Could you write out the records below exactly as they appear?

# START OF Given information

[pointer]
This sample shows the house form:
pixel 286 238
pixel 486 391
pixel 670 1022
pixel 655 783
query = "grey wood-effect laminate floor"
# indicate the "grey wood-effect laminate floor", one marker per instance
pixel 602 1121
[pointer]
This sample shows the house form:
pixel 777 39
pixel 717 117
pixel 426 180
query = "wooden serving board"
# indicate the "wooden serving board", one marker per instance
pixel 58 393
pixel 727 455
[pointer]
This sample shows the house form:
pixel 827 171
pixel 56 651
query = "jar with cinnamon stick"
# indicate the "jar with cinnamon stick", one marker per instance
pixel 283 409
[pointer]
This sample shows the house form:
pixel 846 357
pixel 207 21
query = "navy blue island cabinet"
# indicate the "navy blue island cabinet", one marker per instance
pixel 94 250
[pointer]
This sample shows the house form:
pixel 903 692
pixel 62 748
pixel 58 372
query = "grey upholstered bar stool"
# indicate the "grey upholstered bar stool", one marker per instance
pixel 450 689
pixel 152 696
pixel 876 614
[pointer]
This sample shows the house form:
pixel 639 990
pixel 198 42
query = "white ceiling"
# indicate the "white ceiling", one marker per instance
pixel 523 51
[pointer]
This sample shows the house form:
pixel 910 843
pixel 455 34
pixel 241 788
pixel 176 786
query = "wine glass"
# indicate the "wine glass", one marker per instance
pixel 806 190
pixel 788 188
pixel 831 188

# END OF Given information

*Response to the task:*
[pointer]
This sample shows the house form:
pixel 286 238
pixel 486 391
pixel 670 1022
pixel 655 783
query = "grey wood-effect laminate floor"
# indicate the "grey wood-effect laminate floor", one marker per instance
pixel 602 1121
[pointer]
This sample shows the house form:
pixel 777 39
pixel 717 117
pixel 426 180
query = "wooden serving board"
# indicate the "wooden serving board", one marker per instance
pixel 58 393
pixel 727 455
[pointer]
This sample shows the house form:
pixel 827 171
pixel 56 651
query = "jar with cinnamon stick"
# indicate the "jar with cinnamon stick", one marker per instance
pixel 283 409
[pointer]
This sample shows the house form:
pixel 846 357
pixel 207 21
query = "navy blue island cabinet"
# indicate the "navy blue island cabinet", one marker per instance
pixel 94 250
[pointer]
This sample shows the house form:
pixel 903 692
pixel 62 748
pixel 58 372
query = "grey upholstered bar stool"
# indicate the "grey upholstered bar stool", one marker per instance
pixel 450 689
pixel 152 696
pixel 876 614
[pointer]
This sample shows the house form:
pixel 639 990
pixel 198 42
query = "white ceiling"
# indicate the "white ceiling", one marker per instance
pixel 523 51
[pointer]
This sample shows the house form:
pixel 910 843
pixel 455 34
pixel 241 788
pixel 176 786
query = "wine glass"
# indicate the "wine glass", one marker per instance
pixel 806 190
pixel 788 188
pixel 831 188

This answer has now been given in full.